▸ EXERCISE GOAL
Check each statement against the interview transcript and answer yes or no, quoting the words of the transcript that decide it. 1. The guest paid off the student loans within a year of starting to earn attending money. 2. The guest had to obtain a certification before being allowed to teach. 3. On Fridays, the guest works until 2:20.

▸ DOCUMENT TEXT
Which you cannot call a break. I won’t accept that.

And so, finally, with this third pregnancy, I was forced to take a break, you know, I was forced to just stop and reevaluate the situation. And look at my family, look at the environment, look at what was going on, you know, again, COVID was going back up, that was still not endemic status, it was still, you know, scary to everyone. And I took a chance, and I ended up loving what I do.

And now it sounds so aligned with your values to like your core values. And I can tell just from this conversation, how much it fills you up to do the work that you’re doing today.

Yes. And when I get my paycheck and it hurts, don’t get me wrong.

Well, so I would love to ask you about that. You’re in the military. So did you have student loans? Because that’s something that weighs over a lot of people heavily when they think about leaving.

So I did have student loans from undergrad because I come from a blue collar family. I’m the first physician in my family. And I still had to take out some loans because when they’re covering medical school, they cover the tuition, they cover books and they give you a stipend.

I did medical school in Chicago, and the stipend was not enough. So I had undergraduate loans and then I had a little bit from medical school. And so we’re pretty frugal. My husband. We made an agreement when I first started making attending money that first year I would pay off my student loans. Oh, yeah. I was debt free after a year.

Fantastic. Okay, great. So then you were talking about how it hurts when you get your pay paychecks. So obviously, this is a question on everybody’s mind is how much of the payout will they need to take? Everybody earns different amounts, and they’re different clinical specialties and across the geographies, and whether you’re in academics or private practice or whatever. But can you put any more specificity around like what kind of a salary does an undergrad college professor make?

So it depends if you’re in a private university or not, but less than 100,000 a year. So it is a big pay cut, but you get summers off and you get those breaks, and you don’t have to work weekends. I feel like the benefits just out like I think I feel like the only con really is the money. That’s the only con to me and money isn’t everything. So the time off is amazing. I work out now, crazy. I get to go to the doctor’s appointments.

It’s so like my schedule. So I’m going to start spring semester on Monday. Monday, I’m going I started my first classes at 9:30. And I am done at 2:20. So Friday, I work from 9:30 to 11:20.

Yeah, that’s those hours, right. And you mentioned this before, but I just want to circle back to because a lot of people will ask whether they need additional training additional degrees, or whatever to go about pivoting their careers in whatever direction for you, you basically needed your undergrad transcript and to be able to demonstrate that you can teach an interview lecture.

Yes, it was so much easier than I thought it was going to be. I thought that I would have to get some certification. And I even asked in an email, do I need to do anything? And no, I didn’t.

And my last question for you is, are there any questions that you get asked a lot that I have… not that we haven’t covered yet today?

I get a question of, “Well, did you have to study it before you taught it?” Yes, I did. I had to completely refresh. But I only did that for the first semester. Because after you learn it again. It’s there, you know, and it’s so much easier like so I did all this work the very first semester of studying and making my exams and making my quizzes. And then every semester after that, it was easy peasy lemon squeezy.

That’s super, this is. So I think going to be a really inspiring episode for a lot of people because it really, I think highlights you know how you can really love what you’re doing clinically, but still have another career fit that’s just more right for you, based on the things that you value the most in life and that you have the transferable skills to literally just pick up and start doing something else. That really fills your cup in that way. And it’s just really so cool. What a great story. Thank you for sharing it with me and my listeners.

Thank you for having me.

Great to talk to you, Jenn. Thank you.

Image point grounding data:

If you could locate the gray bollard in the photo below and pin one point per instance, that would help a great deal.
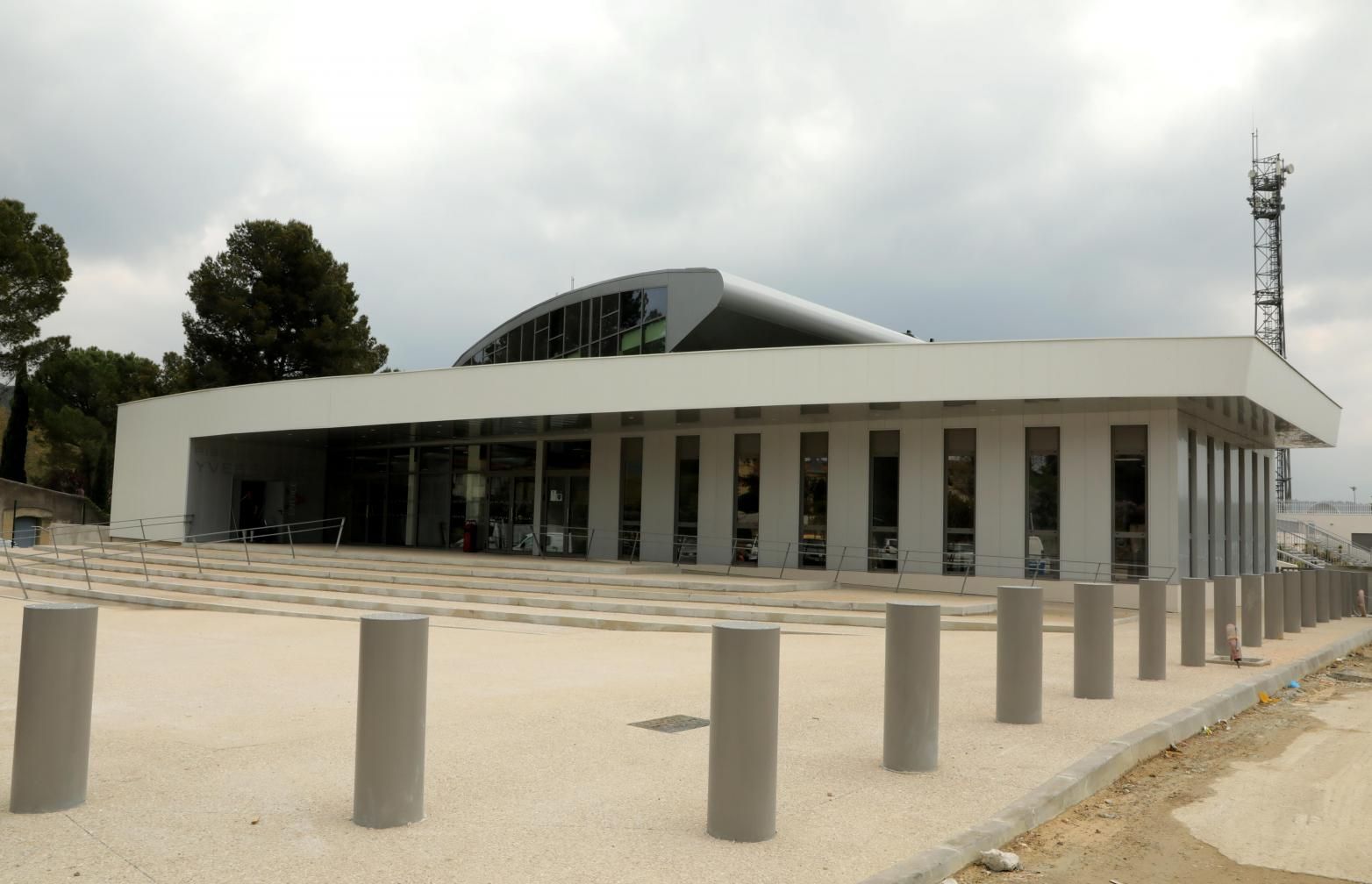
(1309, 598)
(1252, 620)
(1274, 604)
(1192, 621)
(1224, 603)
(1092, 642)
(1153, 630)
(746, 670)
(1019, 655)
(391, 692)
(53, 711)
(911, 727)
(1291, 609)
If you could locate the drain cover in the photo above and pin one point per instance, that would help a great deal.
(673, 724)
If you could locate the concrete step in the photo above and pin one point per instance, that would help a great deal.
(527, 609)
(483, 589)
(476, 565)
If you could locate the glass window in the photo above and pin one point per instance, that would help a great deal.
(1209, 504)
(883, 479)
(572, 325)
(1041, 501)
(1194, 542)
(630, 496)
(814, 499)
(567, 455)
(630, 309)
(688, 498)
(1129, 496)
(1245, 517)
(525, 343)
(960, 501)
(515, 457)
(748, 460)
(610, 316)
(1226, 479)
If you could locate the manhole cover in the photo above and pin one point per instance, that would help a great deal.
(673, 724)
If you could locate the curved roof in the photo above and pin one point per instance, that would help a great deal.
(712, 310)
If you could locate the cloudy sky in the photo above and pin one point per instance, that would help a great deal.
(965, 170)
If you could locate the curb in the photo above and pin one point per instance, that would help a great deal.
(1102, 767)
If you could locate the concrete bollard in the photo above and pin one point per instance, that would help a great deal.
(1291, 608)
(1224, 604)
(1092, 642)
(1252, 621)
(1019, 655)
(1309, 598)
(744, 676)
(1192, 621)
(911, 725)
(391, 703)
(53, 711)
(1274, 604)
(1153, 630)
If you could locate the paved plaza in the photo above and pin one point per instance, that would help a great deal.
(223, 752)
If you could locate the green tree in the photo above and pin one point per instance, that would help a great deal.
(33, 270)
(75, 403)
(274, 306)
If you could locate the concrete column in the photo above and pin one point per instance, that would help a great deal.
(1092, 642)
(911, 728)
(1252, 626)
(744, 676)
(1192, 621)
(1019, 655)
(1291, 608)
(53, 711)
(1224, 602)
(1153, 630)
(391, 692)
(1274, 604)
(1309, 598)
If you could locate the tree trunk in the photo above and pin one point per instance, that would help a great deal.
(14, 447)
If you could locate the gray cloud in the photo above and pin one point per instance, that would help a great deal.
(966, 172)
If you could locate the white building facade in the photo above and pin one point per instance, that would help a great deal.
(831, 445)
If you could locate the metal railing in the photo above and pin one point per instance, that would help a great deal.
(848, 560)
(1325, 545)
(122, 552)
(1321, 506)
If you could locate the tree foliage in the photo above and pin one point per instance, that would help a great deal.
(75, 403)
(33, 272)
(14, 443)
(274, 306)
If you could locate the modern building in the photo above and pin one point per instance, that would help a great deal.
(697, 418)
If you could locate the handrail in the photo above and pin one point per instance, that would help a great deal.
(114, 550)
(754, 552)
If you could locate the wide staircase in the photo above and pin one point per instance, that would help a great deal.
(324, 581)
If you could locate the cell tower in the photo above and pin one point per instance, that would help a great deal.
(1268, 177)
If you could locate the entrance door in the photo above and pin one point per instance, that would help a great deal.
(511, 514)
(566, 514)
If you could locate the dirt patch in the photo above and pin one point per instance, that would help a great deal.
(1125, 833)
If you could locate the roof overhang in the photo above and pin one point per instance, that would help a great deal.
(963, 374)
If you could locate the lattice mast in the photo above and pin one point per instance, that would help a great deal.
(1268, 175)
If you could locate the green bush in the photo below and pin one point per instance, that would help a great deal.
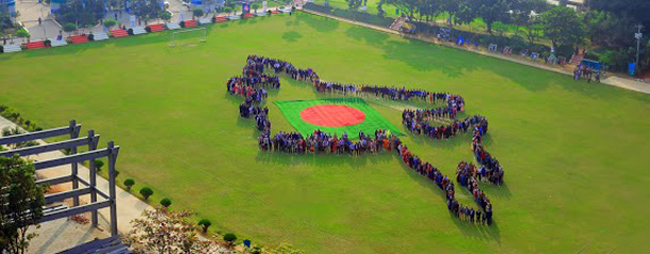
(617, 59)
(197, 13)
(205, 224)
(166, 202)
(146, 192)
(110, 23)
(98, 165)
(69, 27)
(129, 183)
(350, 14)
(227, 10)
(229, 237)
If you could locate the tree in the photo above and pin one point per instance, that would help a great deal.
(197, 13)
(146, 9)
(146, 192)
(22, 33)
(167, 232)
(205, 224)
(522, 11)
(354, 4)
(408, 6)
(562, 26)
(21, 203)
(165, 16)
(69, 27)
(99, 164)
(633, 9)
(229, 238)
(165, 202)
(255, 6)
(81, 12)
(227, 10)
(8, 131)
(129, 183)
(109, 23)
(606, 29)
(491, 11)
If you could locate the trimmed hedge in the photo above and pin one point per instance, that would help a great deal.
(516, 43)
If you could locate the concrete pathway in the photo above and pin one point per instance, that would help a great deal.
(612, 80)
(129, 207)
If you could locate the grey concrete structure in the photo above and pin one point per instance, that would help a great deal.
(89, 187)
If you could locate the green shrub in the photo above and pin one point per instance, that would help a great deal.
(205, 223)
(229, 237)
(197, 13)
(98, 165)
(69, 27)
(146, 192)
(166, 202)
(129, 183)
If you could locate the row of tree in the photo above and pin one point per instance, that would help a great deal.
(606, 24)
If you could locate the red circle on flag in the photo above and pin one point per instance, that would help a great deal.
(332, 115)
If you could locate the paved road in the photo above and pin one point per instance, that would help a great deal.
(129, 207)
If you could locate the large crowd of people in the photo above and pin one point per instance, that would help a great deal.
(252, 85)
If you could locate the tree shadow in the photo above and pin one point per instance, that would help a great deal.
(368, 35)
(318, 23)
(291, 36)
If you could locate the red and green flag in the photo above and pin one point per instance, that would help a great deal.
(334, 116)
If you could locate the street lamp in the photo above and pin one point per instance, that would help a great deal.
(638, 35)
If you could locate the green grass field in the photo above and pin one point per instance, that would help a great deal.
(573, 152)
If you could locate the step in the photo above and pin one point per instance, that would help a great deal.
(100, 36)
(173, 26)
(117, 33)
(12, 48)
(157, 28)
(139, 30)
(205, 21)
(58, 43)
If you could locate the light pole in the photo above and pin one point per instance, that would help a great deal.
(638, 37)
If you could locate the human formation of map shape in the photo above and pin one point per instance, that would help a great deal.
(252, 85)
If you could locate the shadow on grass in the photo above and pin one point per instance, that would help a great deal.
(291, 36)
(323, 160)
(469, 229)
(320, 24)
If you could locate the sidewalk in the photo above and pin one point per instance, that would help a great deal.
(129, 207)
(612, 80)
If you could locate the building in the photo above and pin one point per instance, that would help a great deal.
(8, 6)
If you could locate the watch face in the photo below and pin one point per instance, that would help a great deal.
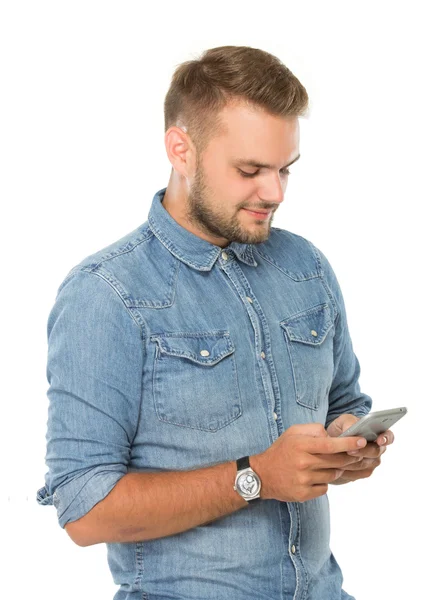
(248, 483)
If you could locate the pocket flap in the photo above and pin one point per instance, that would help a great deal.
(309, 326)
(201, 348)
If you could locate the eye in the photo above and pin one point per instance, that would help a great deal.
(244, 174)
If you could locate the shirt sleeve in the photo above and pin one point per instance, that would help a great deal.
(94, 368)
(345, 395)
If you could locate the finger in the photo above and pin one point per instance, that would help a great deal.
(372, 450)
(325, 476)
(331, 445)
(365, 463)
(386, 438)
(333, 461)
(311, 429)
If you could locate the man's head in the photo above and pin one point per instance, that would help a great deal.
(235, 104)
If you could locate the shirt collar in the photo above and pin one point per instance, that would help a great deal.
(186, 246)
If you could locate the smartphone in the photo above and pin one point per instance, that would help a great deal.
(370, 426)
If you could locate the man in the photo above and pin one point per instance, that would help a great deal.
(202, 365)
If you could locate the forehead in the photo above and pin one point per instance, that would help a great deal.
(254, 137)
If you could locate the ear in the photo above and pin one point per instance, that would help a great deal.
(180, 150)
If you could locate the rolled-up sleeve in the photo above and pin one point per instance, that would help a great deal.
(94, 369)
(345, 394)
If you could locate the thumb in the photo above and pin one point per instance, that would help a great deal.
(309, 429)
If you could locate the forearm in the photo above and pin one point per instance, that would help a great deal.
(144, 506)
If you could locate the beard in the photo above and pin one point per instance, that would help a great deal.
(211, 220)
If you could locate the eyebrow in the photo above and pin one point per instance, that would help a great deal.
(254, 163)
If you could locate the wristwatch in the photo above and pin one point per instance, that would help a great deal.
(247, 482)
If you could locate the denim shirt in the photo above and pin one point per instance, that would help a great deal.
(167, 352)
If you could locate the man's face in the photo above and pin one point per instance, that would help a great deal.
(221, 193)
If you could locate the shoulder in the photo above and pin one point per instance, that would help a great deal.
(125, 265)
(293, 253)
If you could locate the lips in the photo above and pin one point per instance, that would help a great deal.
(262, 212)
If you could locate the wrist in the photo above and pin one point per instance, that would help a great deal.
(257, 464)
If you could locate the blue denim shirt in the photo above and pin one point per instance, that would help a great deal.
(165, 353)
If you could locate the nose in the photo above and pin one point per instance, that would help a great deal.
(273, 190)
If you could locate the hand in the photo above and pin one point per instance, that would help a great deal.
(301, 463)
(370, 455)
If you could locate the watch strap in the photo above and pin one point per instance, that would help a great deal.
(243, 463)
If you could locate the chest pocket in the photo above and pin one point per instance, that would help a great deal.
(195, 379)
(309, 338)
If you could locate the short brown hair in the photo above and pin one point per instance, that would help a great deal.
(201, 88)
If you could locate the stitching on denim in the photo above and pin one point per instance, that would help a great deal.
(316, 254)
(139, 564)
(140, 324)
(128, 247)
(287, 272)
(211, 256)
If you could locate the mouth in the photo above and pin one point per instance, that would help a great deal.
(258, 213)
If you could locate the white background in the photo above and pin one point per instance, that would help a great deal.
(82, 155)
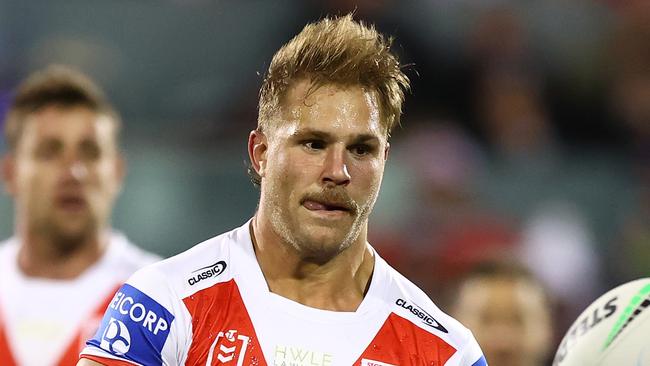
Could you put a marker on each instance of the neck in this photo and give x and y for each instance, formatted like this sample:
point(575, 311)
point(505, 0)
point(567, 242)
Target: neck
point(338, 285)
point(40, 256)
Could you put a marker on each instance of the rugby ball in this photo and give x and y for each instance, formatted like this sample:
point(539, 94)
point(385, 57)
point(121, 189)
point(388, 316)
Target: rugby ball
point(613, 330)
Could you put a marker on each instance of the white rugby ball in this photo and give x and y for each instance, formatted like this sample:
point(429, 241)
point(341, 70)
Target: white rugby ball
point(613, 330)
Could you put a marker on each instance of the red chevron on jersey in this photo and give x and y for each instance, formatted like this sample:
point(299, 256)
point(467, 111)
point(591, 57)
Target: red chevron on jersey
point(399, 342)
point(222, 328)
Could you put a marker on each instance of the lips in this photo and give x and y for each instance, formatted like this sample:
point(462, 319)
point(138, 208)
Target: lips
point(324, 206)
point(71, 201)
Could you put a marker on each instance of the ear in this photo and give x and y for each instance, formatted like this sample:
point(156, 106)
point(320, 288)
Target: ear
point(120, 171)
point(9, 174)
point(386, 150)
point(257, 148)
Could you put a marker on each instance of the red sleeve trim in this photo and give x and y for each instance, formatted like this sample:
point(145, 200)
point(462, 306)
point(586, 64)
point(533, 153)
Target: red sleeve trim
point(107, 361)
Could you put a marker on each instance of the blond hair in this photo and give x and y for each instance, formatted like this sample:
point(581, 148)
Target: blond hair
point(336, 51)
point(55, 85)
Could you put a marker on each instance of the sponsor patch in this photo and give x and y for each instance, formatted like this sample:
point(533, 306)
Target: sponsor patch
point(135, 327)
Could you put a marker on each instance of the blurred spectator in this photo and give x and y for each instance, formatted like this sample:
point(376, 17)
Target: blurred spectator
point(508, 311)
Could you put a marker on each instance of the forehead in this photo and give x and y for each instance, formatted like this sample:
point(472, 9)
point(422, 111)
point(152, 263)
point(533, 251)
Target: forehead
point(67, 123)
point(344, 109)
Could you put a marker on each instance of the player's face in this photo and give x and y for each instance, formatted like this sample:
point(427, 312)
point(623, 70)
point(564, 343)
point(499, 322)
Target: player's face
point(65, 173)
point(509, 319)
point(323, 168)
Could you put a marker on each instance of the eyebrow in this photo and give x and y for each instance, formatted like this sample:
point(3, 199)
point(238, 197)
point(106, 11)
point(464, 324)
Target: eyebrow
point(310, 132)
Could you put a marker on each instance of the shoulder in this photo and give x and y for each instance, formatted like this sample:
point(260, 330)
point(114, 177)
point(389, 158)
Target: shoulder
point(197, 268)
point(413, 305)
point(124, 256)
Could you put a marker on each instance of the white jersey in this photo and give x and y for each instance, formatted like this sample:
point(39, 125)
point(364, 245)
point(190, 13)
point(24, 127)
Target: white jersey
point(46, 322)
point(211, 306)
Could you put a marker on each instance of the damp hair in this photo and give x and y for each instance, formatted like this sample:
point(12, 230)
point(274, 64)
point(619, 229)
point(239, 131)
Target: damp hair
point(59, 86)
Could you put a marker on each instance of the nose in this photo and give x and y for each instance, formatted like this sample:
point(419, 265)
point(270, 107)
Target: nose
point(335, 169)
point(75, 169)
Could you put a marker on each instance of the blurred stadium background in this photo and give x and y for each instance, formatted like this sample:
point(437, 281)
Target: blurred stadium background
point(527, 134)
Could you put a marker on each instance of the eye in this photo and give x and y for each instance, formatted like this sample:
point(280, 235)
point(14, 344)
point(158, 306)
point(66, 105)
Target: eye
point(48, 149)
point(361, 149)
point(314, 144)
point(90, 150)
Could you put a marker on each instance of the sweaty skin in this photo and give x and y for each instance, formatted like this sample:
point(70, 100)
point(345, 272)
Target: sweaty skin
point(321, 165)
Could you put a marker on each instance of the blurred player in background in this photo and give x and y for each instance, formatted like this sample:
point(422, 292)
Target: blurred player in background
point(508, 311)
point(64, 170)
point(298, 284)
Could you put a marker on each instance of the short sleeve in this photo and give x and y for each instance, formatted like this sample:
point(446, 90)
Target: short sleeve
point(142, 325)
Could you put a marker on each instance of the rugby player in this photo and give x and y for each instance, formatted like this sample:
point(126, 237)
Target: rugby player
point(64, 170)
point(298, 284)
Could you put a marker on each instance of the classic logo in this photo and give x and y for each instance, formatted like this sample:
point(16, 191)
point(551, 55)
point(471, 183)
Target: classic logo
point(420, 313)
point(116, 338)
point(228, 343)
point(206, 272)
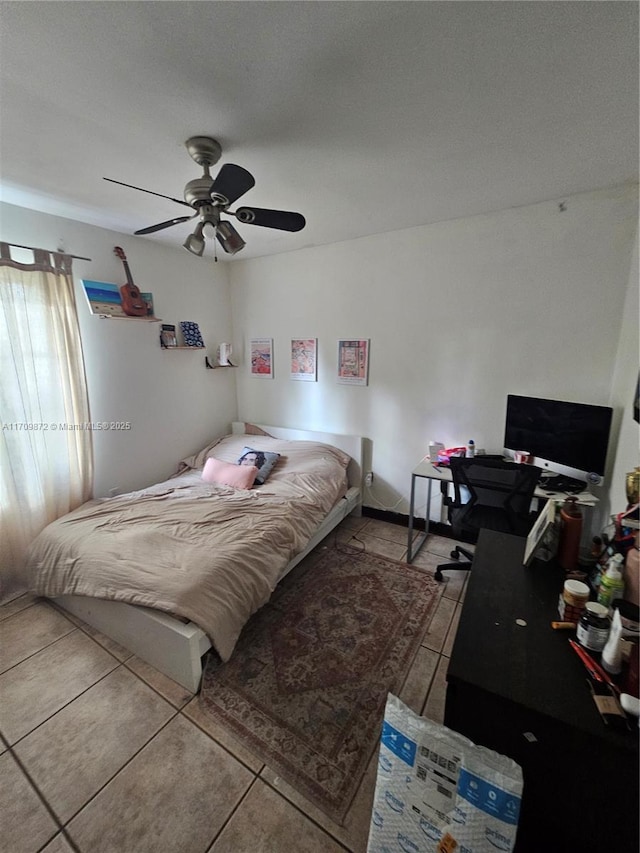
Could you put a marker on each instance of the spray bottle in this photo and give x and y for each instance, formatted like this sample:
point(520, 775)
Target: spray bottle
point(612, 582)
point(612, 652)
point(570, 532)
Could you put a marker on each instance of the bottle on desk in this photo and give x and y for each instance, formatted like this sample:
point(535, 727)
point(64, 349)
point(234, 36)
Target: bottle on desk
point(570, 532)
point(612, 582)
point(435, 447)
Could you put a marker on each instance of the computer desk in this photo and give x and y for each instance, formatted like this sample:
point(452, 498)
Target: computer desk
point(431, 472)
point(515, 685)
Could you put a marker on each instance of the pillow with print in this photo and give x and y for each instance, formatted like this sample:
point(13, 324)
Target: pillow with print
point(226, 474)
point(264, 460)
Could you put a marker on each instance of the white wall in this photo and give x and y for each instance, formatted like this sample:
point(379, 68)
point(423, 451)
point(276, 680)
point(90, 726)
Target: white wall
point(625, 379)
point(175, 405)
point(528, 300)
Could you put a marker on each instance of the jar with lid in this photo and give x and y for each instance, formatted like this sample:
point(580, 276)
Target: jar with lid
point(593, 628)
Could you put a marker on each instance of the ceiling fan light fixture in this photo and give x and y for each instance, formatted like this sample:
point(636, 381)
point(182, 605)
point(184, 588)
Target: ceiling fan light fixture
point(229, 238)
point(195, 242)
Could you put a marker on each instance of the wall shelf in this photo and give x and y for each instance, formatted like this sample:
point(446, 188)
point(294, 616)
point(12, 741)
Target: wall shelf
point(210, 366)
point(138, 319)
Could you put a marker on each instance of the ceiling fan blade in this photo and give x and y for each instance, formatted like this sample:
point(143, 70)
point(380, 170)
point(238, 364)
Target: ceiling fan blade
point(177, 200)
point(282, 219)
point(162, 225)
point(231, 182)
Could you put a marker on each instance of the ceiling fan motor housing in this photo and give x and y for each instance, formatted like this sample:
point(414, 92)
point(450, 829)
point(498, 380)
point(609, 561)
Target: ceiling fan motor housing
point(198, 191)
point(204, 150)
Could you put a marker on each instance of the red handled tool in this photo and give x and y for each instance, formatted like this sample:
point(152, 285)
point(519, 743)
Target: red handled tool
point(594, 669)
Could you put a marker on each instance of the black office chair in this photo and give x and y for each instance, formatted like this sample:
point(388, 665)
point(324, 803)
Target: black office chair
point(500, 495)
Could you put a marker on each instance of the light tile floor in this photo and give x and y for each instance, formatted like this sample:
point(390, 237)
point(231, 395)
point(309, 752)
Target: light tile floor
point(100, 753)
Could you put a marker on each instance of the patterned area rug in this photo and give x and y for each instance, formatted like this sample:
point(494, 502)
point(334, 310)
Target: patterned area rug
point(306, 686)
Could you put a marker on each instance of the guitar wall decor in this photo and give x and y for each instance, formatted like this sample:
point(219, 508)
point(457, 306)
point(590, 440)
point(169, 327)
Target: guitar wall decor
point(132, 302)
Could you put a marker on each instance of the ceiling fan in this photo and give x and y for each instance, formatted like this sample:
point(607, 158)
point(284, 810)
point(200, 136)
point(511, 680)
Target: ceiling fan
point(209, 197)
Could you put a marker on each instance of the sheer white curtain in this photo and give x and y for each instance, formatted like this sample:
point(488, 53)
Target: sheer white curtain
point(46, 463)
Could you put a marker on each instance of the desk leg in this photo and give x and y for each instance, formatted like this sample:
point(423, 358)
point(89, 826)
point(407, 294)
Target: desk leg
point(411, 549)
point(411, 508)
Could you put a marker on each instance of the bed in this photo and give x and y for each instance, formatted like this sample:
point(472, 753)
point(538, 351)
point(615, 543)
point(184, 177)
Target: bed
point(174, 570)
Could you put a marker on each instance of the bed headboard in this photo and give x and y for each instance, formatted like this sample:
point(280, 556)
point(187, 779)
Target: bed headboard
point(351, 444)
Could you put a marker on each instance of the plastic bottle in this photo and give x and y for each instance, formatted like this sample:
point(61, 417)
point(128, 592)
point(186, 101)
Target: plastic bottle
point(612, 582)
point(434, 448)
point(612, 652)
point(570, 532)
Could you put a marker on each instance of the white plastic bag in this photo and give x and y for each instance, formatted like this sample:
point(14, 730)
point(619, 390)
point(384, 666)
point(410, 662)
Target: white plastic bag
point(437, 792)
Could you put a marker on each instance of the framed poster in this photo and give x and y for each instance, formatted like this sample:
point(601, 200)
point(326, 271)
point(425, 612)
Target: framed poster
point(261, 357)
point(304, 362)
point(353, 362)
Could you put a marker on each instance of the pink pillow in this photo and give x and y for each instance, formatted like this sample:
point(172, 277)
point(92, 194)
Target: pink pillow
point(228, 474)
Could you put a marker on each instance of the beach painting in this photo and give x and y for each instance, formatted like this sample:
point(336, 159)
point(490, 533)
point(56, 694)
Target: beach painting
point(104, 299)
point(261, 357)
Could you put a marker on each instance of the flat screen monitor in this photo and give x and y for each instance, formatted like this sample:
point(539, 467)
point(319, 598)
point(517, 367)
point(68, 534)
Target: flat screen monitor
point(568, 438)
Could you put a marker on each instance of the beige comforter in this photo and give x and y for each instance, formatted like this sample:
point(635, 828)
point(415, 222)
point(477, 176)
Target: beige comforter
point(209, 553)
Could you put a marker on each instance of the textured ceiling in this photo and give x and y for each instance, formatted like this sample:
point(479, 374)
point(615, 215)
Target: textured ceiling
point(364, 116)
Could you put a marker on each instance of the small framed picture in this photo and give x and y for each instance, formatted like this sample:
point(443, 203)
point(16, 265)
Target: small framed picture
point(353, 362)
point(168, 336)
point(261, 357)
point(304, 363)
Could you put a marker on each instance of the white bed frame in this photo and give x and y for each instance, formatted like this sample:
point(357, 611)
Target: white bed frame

▸ EXPECTED ANSWER
1. Yes: "I was debt free after a year."
2. No: "do I need to do anything? And no, I didn’t."
3. No: "So Friday, I work from 9:30 to 11:20."